■ Selected passage
* START *

JESUS
IS COMING AGAIN
Dr.
W. A. Criswell
2 Peter 3:
1-7
3-27-83
7:30 p.m.
Coming of Christ: this will be the
last sermon from the three-month series delivered each evening on the epistles
of Simon Peter. And fittingly and appropriately, Simon Peter closes his
second epistle and the last chapter with an exhortation to us concerning the
return of our Lord. And we are going to read out loud together the first
6 verses—the first 7 verses of the third chapter of 2 Peter. And we
invite the great multitudes of you who are sharing this hour with us on radio
to turn in your Bible to this passage and read it out loud with us. The
first 7 verses of the third chapter of 2 Peter, now, all of us out loud together:
The second epistle, beloved, I now
write unto you; in both which I stir up your pure minds by way of
remembrance:
That you may be mindful of the
words which were spoken before by the holy prophets, and of the commandment of
us, the apostles of the Lord and Savior.
Knowing this first, that there
shall come in the last days scoffers walking after their own lusts,
And saying, Where is the promise
of His coming? For since the fathers fell asleep, all things continue as they
were from the beginning of the creation.

* END *

■ Material shown

* START *

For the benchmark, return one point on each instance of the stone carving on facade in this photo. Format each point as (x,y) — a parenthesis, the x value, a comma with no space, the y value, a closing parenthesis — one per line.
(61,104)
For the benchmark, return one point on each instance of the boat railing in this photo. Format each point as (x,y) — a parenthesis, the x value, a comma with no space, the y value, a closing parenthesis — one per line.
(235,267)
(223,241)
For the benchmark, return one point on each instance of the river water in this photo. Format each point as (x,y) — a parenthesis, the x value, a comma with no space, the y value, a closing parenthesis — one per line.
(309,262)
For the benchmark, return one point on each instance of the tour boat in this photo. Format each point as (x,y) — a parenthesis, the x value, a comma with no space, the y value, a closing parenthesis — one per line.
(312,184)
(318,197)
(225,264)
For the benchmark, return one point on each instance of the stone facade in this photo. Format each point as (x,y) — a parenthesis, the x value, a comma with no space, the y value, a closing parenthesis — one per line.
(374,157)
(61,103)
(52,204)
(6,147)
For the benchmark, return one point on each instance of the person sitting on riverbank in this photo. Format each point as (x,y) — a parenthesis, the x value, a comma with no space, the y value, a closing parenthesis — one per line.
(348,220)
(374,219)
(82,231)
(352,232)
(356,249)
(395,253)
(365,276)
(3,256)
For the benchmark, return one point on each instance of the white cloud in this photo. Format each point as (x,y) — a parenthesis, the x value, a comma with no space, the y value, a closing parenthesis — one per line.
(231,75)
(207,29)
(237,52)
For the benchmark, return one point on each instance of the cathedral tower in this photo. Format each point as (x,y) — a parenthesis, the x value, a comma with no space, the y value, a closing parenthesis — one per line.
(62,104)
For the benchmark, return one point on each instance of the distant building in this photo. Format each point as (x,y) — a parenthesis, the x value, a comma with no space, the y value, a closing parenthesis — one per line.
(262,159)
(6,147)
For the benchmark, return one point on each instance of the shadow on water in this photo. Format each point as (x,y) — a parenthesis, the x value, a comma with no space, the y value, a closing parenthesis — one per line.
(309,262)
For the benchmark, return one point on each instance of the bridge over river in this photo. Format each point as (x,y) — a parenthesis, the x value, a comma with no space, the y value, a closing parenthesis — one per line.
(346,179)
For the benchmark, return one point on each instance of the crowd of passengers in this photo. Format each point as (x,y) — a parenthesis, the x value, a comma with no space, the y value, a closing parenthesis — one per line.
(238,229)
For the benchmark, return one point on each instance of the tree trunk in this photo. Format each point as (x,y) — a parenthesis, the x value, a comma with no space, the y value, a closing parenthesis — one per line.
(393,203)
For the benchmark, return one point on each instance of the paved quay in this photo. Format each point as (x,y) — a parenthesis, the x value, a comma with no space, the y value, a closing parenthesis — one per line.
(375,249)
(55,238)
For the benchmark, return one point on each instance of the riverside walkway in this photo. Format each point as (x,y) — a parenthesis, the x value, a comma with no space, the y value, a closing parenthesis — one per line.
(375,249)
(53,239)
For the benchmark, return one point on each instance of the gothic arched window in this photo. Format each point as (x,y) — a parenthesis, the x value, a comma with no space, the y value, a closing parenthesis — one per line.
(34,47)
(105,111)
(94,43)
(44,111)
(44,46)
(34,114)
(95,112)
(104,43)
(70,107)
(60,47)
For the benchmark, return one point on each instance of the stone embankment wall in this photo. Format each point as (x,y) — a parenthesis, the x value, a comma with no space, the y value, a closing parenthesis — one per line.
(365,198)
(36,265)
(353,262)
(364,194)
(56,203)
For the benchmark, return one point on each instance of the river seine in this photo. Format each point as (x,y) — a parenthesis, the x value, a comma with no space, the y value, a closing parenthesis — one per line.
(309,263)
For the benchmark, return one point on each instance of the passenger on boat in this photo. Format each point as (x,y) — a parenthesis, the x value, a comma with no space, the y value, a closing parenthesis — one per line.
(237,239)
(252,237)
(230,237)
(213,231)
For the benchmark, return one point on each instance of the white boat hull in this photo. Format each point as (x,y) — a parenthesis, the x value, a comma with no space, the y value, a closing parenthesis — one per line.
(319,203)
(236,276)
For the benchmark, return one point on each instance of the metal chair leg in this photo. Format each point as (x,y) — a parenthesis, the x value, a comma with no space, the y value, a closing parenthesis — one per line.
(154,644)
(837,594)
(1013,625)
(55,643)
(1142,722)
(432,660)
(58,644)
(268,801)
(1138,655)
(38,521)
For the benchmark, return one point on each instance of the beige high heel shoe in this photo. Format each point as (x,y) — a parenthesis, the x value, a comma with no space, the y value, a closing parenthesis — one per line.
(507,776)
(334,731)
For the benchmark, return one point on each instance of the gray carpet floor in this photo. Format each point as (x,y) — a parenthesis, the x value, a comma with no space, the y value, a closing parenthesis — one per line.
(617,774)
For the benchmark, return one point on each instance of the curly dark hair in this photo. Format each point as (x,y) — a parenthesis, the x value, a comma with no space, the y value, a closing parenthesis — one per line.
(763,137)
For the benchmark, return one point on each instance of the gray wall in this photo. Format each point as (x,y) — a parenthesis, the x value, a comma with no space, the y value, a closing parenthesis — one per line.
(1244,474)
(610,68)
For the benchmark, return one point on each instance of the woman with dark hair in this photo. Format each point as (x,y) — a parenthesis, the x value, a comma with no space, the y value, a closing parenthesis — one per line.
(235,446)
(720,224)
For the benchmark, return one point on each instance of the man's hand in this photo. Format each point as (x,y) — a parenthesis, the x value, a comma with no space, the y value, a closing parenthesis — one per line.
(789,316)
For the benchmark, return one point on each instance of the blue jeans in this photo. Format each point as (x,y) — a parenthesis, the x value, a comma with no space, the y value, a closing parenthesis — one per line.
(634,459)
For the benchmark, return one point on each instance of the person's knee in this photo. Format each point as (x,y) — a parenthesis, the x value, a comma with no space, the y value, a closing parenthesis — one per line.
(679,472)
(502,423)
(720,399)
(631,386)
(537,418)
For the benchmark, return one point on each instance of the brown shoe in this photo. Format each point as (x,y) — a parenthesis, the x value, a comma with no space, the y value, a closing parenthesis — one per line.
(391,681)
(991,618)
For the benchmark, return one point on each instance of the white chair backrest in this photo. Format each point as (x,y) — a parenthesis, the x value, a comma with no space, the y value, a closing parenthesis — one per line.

* END *

■ Set tasks
1) Repeat the sermon word for word, beginning at the words "Knowing this first, that" and stopping after "of the creation.".
2) Pull out every line of the rows that contains the word "water".
These rows are unrelated to the sermon.

■ Replies
1)
Knowing this first, that there
shall come in the last days scoffers walking after their own lusts,
And saying, Where is the promise
of His coming? For since the fathers fell asleep, all things continue as they
were from the beginning of the creation.

2)
For the benchmark, return one point on each instance of the river water in this photo. Format each point as (x,y) — a parenthesis, the x value, a comma with no space, the y value, a closing parenthesis — one per line.
For the benchmark, return one point on each instance of the shadow on water in this photo. Format each point as (x,y) — a parenthesis, the x value, a comma with no space, the y value, a closing parenthesis — one per line.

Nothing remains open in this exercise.